A day after the devastating fire that swept through part of the San Luis Rey Downs training site, saddened and sickened horsemen were trying to keep up their spirits amid a blackened area that one trainer described as a war scene.
Late Thursday afternoon a wind-driven fire descended on this 500-stall facility for thoroughbreds. The threat was there but not menacing, until it hit. As a precaution, some horses were being transported to Del Mar in the morning and early afternoon, some 35 miles away from this north San Diego County property, but no one expected the speed with which the fire would hit.
“It went from one minute being, ‘Yeah, we’re going to be OK,’ to ‘Oh, my God, what are we going to do?’” said trainer Doug O’Neill, who was repeating the words of his chief assistant Leandro Mora, who was there when the fire hit.
It was originally estimated that 25 horses died in the fire or of fire-related injuries, although some on the scene fear it will go higher than 30.
The only known serious human casualty was trainer Martine Bellocq, who suffered second- and third-degree burns over 50% of her body, according to Jeremy Balan of Bloodhorse. She was taken by helicopter to UC San Diego Medical Center, where she was placed into a medically induced coma.
She was injured trying to rescue her six horses. Three perished and three are unaccounted for.
Trainer Cliff Sise, a regular on the Southern California circuit, said he saw about 10 horses die, including one of his fillies.
“It was dark, everything was hot and she wouldn’t come out,” Sise told KFMB-TV in San Diego. “I opened the pen and tried to get behind her and get her out, and she wouldn’t get out. She burned to death that quick.”
Trainer Scott Hansen fears he may have lost as many of 10 of his 30 horses.
“I don’t know the extent of the damage,” Hansen told the Daily Racing Form. “I know I lost horses. I had 30 horses. My guy estimates at least eight to 10 didn’t make it. That’s a guess.
“They were dropping the webbings to get them out of there. The palm trees caught fire above the barn. All hell broke loose real quick.”

# REQUIRED ACTION A
In the article about the San Luis Rey Downs fire, where was trainer Martine Bellocq taken after she was burned?
# REQUIRED ACTION B
Reproduce the passage of the San Luis Rey Downs fire article starting at "Late Thursday afternoon" and ending at "fire would hit.".

# RECORDS
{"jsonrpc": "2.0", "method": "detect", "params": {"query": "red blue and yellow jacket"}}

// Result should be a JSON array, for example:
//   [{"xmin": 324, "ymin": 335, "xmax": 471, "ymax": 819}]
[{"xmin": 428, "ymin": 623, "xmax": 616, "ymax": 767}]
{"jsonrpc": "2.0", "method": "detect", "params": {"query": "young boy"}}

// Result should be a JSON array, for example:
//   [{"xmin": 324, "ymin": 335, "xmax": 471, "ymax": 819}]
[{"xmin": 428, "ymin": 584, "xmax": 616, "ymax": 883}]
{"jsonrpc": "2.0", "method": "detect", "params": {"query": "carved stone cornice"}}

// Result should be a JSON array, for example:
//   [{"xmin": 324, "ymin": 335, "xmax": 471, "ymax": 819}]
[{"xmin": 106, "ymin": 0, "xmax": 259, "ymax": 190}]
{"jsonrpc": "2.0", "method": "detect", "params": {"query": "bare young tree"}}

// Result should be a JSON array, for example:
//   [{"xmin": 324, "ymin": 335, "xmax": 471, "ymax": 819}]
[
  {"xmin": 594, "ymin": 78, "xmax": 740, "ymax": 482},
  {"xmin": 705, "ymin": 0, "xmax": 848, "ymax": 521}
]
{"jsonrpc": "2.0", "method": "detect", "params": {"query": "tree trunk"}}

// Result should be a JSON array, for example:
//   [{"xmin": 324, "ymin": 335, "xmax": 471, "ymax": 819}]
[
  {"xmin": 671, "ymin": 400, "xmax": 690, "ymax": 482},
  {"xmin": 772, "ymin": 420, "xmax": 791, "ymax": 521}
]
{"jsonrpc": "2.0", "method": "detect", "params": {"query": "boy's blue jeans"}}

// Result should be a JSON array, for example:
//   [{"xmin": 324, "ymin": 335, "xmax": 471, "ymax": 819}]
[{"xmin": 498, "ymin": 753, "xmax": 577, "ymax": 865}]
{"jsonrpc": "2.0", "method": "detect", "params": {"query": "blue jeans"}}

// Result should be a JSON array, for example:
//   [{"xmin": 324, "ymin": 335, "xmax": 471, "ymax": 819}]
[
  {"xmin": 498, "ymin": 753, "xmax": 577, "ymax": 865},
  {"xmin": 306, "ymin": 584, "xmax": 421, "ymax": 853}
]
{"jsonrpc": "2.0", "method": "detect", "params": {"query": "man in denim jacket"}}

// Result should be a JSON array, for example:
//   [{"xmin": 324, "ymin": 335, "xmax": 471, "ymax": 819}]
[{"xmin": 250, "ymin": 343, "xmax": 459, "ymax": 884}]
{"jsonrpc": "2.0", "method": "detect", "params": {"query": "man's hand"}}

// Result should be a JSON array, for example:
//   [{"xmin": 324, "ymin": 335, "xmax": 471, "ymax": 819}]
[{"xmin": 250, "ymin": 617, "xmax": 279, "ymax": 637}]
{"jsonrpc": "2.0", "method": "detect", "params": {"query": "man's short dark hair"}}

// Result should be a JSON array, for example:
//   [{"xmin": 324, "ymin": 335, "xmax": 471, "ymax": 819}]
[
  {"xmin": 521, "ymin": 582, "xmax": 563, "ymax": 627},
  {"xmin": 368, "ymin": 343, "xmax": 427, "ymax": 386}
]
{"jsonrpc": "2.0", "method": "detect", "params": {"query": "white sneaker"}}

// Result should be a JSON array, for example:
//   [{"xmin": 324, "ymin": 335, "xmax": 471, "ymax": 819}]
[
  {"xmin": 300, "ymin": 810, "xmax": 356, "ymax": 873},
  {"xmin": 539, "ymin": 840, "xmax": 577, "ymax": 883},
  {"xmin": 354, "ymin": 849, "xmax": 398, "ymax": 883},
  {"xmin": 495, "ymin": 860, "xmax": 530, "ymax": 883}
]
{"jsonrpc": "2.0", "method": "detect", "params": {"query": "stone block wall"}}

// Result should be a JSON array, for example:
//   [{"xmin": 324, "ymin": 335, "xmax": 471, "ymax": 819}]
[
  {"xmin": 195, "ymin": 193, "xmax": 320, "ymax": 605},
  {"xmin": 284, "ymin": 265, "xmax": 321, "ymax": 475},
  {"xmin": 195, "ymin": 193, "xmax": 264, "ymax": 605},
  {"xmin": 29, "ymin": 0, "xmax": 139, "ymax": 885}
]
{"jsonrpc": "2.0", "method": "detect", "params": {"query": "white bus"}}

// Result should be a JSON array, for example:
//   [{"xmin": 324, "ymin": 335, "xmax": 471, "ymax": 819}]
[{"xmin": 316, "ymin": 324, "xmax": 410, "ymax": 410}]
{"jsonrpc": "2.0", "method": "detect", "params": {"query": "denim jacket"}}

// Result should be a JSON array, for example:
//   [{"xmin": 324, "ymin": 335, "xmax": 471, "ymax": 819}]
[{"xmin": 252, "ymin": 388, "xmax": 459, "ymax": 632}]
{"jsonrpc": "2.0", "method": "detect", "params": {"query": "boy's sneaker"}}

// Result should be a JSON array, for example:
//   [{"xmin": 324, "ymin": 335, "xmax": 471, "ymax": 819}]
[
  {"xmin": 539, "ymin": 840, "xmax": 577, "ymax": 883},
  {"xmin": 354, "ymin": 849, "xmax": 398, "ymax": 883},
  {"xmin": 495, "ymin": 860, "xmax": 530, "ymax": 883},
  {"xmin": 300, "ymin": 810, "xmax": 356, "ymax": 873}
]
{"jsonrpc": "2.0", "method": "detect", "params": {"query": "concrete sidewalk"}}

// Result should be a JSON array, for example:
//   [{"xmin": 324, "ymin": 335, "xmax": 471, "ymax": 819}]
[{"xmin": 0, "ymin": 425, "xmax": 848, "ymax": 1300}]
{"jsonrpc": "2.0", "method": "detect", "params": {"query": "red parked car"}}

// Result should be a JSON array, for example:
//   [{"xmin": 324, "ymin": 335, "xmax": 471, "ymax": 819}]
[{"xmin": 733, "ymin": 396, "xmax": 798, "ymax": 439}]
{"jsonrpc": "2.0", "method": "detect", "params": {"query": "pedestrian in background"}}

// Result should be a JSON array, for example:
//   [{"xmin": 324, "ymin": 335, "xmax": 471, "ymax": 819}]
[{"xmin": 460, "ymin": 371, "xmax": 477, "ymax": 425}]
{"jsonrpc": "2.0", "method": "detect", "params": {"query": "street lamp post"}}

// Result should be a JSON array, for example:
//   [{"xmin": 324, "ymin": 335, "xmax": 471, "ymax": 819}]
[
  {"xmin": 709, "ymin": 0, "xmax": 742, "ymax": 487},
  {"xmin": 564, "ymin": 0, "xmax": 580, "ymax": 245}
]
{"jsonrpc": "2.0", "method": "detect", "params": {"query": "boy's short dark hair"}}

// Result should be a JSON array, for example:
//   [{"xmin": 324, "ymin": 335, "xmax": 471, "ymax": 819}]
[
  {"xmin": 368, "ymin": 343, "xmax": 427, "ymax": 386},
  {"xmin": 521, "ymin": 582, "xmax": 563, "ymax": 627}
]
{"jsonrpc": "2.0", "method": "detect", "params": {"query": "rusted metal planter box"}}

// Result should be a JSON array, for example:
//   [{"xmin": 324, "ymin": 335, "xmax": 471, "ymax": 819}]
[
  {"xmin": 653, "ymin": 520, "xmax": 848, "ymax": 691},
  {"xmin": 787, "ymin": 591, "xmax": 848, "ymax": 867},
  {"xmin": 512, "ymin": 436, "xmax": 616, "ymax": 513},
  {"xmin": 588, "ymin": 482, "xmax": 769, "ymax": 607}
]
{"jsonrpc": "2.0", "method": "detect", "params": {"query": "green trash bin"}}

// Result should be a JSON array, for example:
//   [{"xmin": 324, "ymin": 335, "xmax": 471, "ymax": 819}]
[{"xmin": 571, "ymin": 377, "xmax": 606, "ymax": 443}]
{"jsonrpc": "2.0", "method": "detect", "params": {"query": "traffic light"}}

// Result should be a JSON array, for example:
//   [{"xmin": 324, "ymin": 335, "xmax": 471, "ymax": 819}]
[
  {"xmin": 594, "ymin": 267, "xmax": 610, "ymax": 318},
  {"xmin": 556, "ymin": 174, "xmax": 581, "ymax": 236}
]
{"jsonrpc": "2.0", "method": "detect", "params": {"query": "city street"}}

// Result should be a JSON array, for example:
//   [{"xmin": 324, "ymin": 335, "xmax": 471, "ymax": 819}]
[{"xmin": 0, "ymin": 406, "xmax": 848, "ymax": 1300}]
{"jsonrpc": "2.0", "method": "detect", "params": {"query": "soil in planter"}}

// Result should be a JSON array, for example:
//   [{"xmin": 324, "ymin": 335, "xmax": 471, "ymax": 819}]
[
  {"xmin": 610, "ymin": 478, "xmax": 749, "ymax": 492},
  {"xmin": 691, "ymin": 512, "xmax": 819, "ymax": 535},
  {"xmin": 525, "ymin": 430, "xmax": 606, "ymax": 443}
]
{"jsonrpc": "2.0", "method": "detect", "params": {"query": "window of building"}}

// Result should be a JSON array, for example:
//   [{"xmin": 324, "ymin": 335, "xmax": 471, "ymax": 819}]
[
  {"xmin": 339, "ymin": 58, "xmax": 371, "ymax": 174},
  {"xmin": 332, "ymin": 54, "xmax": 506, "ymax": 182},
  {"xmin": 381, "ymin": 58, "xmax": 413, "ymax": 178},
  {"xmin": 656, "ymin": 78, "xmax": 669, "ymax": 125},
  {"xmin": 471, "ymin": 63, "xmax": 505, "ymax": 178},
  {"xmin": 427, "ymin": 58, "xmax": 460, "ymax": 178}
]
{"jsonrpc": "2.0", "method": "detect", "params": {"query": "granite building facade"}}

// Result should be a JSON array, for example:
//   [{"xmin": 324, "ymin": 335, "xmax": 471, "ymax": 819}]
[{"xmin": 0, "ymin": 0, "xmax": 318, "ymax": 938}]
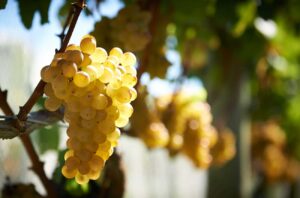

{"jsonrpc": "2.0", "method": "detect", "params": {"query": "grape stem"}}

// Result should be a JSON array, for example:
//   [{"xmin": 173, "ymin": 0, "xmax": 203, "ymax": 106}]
[
  {"xmin": 136, "ymin": 0, "xmax": 160, "ymax": 84},
  {"xmin": 0, "ymin": 0, "xmax": 86, "ymax": 197},
  {"xmin": 0, "ymin": 88, "xmax": 57, "ymax": 197},
  {"xmin": 16, "ymin": 0, "xmax": 86, "ymax": 132}
]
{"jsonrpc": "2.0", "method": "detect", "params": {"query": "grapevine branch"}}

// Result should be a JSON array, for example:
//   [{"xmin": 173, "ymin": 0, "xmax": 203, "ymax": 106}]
[
  {"xmin": 0, "ymin": 89, "xmax": 56, "ymax": 197},
  {"xmin": 0, "ymin": 0, "xmax": 85, "ymax": 197},
  {"xmin": 17, "ymin": 0, "xmax": 85, "ymax": 131},
  {"xmin": 136, "ymin": 0, "xmax": 160, "ymax": 83}
]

# TASK RESULT A
She was taken by helicopter to UC San Diego Medical Center.

# TASK RESULT B
Late Thursday afternoon a wind-driven fire descended on this 500-stall facility for thoroughbreds. The threat was there but not menacing, until it hit. As a precaution, some horses were being transported to Del Mar in the morning and early afternoon, some 35 miles away from this north San Diego County property, but no one expected the speed with which the fire would hit.